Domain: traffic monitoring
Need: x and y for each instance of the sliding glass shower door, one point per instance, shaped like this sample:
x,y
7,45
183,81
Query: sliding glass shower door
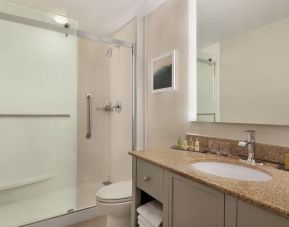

───

* YOUR TASK *
Rewrite the entries with "sliding glass shower door" swapped for "folding glass shower door" and nothing else changed. Leave the pictures out.

* FULL OUTPUT *
Domain: traffic monitoring
Need: x and y for each instance of the folding glass shower door, one point per instance, shaped like this sample:
x,y
7,45
183,81
Query: folding glass shower door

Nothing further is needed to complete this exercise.